Every line below between the line holding "Request: locate the shrub" and the line holding "Request: locate the hanging green banner", inclusive, should be repeated exactly, and all other lines omitted.
◆ ◆ ◆ ◆ ◆
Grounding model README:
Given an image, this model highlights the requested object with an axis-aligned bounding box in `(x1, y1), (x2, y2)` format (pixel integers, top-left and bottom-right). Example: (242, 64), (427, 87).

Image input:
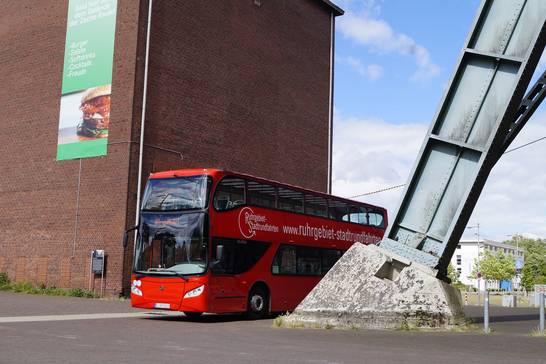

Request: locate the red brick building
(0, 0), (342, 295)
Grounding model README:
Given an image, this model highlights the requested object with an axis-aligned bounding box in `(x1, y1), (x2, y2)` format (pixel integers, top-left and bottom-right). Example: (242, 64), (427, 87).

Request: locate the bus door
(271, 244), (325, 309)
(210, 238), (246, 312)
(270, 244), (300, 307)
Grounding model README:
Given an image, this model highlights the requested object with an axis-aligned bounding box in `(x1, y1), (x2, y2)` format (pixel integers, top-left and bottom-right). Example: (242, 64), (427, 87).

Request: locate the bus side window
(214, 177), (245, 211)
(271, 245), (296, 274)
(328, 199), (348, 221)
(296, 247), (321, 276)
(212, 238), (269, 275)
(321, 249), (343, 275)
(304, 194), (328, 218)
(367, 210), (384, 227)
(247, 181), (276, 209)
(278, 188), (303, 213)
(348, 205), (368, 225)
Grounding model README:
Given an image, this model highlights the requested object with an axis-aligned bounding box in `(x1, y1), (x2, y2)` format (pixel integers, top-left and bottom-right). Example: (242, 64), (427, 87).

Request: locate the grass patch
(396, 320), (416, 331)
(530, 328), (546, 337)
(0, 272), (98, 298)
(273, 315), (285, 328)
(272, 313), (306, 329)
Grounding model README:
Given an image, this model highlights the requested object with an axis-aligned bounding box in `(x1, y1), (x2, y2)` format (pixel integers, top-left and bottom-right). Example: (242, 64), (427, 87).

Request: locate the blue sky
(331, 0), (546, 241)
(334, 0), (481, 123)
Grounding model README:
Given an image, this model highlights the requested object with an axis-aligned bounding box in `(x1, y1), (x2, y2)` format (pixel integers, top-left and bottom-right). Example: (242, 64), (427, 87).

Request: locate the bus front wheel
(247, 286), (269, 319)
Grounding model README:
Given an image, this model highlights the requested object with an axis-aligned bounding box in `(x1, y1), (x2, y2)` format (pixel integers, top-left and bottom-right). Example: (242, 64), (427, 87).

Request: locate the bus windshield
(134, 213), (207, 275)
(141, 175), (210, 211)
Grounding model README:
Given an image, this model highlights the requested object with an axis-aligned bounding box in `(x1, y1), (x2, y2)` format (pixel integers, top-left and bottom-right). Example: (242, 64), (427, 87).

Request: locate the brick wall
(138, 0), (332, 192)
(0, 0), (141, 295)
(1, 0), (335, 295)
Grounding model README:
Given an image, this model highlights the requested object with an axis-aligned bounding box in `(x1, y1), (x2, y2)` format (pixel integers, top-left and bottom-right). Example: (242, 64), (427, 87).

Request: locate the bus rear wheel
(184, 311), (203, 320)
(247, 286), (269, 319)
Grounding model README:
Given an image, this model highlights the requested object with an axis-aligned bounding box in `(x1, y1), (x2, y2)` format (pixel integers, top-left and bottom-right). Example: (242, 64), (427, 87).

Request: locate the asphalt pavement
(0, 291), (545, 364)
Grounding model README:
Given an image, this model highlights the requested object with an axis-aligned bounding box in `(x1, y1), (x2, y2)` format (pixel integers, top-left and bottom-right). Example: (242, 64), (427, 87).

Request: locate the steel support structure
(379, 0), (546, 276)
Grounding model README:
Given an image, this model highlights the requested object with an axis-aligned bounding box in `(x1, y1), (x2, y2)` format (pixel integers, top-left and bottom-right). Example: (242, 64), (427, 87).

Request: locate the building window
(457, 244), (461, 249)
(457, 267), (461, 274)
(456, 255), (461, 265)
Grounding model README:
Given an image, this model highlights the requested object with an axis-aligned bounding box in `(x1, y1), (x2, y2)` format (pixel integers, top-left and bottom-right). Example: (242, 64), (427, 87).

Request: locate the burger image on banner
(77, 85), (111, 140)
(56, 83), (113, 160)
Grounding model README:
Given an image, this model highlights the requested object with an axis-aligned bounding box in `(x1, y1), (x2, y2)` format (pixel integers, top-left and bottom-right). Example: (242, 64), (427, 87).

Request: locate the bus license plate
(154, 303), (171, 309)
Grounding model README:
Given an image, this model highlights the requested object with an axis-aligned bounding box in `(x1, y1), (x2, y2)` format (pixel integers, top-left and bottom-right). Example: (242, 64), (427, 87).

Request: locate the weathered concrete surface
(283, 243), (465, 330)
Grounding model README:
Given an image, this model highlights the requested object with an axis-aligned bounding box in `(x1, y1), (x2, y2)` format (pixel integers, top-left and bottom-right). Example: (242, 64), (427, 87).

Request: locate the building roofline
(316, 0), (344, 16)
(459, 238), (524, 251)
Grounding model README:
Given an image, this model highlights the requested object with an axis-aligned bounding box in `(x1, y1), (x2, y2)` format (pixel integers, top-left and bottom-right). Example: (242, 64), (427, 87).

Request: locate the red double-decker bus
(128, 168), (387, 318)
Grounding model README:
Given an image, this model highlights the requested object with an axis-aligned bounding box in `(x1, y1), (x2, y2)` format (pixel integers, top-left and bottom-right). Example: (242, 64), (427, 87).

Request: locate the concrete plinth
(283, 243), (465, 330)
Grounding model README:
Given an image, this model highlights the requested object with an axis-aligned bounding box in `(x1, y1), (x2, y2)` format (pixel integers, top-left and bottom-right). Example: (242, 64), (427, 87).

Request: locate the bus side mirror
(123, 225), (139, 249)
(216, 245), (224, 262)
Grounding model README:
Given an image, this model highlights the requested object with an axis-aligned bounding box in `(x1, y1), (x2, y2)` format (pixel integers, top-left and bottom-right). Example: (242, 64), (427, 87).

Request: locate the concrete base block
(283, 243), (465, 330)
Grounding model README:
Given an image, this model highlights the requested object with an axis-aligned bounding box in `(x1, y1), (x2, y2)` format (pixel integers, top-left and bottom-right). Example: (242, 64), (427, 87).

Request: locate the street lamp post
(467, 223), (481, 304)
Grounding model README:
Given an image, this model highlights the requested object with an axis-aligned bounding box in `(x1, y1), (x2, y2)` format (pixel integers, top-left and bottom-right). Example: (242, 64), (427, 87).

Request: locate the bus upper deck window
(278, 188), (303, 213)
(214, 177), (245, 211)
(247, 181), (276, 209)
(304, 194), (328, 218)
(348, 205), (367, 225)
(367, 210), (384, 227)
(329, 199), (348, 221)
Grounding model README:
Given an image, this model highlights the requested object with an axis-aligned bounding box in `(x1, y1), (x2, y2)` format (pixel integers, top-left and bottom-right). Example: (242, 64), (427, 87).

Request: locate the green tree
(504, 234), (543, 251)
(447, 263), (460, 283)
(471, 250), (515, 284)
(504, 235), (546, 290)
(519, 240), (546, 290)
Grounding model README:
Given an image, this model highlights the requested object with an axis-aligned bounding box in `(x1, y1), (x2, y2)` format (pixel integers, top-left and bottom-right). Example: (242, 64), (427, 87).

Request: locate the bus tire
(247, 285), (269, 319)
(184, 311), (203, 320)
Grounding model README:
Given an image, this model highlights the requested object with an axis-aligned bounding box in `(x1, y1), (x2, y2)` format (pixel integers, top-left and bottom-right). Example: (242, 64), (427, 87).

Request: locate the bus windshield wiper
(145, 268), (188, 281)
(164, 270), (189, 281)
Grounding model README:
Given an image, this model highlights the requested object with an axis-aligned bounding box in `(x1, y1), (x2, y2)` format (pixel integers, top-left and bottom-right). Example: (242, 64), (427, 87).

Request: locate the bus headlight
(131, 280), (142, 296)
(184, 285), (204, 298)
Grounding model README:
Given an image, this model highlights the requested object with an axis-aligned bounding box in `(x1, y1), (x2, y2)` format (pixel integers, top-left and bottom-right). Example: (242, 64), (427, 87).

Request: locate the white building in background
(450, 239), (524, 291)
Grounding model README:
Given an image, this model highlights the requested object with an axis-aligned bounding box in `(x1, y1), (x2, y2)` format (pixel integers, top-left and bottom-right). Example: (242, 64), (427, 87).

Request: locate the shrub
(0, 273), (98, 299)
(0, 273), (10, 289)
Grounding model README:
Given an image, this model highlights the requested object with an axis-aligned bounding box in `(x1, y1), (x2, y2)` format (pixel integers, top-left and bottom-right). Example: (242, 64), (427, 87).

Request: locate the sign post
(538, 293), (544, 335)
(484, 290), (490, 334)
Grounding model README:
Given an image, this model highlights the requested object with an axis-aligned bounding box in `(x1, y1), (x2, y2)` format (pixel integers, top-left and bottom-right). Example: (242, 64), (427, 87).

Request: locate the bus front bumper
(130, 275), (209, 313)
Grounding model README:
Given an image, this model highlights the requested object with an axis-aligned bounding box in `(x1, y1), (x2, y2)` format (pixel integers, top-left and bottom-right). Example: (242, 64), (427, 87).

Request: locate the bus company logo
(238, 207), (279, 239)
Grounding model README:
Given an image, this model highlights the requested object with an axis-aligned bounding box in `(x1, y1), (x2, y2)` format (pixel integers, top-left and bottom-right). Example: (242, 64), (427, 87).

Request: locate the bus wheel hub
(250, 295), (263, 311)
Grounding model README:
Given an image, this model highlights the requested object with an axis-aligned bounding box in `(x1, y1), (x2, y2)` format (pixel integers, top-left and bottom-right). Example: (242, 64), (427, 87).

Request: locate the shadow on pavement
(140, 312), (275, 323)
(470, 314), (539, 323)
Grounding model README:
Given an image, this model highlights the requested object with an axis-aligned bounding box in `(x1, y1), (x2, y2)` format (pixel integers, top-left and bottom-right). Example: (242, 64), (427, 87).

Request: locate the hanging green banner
◆ ◆ ◆ ◆ ◆
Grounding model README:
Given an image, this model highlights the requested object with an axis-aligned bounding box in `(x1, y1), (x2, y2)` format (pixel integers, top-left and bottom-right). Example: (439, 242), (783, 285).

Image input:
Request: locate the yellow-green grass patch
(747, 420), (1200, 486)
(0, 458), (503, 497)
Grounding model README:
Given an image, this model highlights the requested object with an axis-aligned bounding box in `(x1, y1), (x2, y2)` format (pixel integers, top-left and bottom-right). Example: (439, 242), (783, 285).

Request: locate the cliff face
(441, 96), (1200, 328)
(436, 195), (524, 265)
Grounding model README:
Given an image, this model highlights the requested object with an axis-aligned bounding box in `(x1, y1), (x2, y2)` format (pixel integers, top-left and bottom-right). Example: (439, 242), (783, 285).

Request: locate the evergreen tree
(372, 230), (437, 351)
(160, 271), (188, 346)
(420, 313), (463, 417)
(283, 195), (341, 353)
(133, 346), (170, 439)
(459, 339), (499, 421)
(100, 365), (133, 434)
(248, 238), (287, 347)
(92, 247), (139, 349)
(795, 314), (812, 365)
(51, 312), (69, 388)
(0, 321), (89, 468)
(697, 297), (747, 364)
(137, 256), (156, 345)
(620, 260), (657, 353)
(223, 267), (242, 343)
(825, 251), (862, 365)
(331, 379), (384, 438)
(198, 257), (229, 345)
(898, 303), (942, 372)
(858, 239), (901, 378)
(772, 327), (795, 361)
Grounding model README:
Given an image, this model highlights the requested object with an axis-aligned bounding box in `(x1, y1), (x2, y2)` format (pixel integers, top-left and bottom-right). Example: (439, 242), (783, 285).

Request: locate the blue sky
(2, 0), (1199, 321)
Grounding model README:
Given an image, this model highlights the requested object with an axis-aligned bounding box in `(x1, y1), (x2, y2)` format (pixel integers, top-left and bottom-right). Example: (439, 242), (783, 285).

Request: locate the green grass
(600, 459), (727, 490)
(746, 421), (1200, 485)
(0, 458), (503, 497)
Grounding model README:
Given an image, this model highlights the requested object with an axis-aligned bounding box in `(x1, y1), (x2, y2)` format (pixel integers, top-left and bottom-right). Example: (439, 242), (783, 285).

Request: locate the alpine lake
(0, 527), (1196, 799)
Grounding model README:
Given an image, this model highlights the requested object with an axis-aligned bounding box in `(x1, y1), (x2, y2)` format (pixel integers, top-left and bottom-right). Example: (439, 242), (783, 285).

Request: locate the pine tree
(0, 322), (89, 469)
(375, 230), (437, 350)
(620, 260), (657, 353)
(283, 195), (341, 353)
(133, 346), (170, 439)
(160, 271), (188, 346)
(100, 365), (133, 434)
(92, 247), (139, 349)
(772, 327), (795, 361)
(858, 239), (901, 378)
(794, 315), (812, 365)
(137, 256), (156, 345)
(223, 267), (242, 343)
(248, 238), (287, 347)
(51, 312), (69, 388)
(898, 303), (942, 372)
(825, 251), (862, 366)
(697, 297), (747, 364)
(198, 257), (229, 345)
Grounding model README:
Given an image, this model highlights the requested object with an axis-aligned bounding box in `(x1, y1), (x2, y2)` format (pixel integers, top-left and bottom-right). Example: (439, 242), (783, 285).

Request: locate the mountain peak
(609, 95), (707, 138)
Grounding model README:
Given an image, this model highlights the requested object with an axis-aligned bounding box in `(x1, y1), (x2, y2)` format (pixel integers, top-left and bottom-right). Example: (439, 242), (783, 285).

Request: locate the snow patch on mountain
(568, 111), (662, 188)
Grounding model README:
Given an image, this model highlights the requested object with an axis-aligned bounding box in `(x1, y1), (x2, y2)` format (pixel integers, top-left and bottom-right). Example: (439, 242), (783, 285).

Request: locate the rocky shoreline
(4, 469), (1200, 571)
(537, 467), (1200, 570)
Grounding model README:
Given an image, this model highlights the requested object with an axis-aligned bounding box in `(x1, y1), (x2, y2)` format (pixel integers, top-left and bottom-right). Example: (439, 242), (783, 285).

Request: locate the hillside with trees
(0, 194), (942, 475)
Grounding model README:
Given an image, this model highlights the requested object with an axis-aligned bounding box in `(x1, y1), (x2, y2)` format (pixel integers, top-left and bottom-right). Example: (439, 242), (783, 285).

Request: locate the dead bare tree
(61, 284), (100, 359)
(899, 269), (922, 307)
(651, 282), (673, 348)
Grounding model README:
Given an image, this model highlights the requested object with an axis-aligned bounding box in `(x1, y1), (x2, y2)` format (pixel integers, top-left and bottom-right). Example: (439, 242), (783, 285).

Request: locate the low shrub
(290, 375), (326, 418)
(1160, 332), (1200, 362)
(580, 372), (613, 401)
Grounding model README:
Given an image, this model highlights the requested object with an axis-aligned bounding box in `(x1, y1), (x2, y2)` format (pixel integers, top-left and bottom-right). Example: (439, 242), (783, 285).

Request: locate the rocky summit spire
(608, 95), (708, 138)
◆ ◆ ◆ ◆ ◆
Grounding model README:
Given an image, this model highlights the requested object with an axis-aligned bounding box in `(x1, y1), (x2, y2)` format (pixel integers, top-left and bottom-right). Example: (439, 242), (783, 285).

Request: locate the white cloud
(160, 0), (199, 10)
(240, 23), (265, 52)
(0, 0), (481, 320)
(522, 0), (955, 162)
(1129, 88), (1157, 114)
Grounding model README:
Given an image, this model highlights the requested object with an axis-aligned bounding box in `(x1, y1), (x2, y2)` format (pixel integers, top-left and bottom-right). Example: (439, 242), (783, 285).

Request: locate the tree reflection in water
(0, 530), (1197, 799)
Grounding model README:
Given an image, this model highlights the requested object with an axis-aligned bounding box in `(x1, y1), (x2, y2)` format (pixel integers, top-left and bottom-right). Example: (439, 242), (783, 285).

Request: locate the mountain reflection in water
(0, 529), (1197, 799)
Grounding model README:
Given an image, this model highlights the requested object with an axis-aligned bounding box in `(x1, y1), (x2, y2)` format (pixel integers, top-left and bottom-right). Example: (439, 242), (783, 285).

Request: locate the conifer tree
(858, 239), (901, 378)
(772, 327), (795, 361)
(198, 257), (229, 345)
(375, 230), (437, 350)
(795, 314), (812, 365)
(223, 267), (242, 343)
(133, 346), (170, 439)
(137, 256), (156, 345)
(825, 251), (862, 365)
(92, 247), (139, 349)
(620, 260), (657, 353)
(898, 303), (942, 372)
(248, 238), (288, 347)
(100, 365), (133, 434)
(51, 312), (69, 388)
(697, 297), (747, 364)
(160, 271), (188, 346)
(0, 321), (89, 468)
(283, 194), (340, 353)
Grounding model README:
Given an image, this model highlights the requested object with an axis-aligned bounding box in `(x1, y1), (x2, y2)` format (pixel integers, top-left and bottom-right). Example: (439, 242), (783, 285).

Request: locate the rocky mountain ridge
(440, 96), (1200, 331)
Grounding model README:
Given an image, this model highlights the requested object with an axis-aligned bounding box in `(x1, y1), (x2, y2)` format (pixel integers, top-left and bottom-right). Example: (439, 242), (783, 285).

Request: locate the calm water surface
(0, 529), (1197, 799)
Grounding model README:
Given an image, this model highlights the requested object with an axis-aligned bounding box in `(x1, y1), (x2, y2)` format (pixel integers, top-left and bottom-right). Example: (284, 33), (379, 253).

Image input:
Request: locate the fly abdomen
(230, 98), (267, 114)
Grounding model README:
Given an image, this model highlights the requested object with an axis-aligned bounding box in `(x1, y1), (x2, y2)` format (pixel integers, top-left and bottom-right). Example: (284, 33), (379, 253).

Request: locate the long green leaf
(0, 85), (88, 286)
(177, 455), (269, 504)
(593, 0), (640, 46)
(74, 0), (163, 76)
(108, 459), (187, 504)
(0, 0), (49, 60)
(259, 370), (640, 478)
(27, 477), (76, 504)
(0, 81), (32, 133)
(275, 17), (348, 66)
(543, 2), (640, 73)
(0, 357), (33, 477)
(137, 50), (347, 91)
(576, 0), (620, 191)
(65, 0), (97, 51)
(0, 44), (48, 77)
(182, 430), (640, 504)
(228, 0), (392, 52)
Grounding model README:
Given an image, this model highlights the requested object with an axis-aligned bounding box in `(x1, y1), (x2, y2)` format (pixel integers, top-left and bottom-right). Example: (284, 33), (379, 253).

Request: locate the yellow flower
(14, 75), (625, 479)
◆ ◆ ◆ ◆ ◆
— EXERCISE RESPONSE —
Request: locate the shrub
(0, 273), (98, 299)
(0, 273), (10, 289)
Grounding model README:
Given an image, this model highlights the requested object with an axis-aligned bounding box in `(x1, y1), (x2, y2)` format (pixel integers, top-left and bottom-right). Example: (242, 64), (427, 87).

Request: locate the sign post
(538, 293), (544, 335)
(484, 290), (490, 334)
Grounding model README:
Given an image, this model highlights the requested object with an axis-aligned bounding box in `(x1, y1), (x2, y2)` format (pixel integers, top-left and bottom-right). Example: (242, 64), (427, 87).

Request: locate the bus front bumper
(130, 275), (209, 313)
Grounding model README:
Given an image, this model highlights the requested object with an axis-aligned bounding box in `(x1, y1), (x2, y2)` format (pixel integers, top-left and bottom-right). Example: (242, 64), (427, 87).

Request: locate the bus company logo
(238, 207), (279, 239)
Grounding model README:
Given an image, this model highlights the requested object with an axis-aligned bounding box in `(x1, y1), (x2, y2)` format (pixel integers, top-left and bottom-right). Example: (242, 64), (427, 87).

Request: locate the bus wheel hub
(250, 295), (263, 311)
Grounding model README:
Given an image, this model highlights the requested object with an axis-aligned bounding box in `(x1, y1), (x2, y2)` format (pixel integers, top-left and bottom-right). Example: (242, 64), (427, 87).

Request: locate the shadow on pavement
(140, 312), (275, 323)
(470, 314), (539, 323)
Grounding model README:
Given an image, this model highlights the requested object with an axis-aligned bounding box in `(x1, y1), (x2, y2)` format (pixel integers, top-left and bottom-right). Example: (242, 64), (427, 87).

Request: locate the hanging green banner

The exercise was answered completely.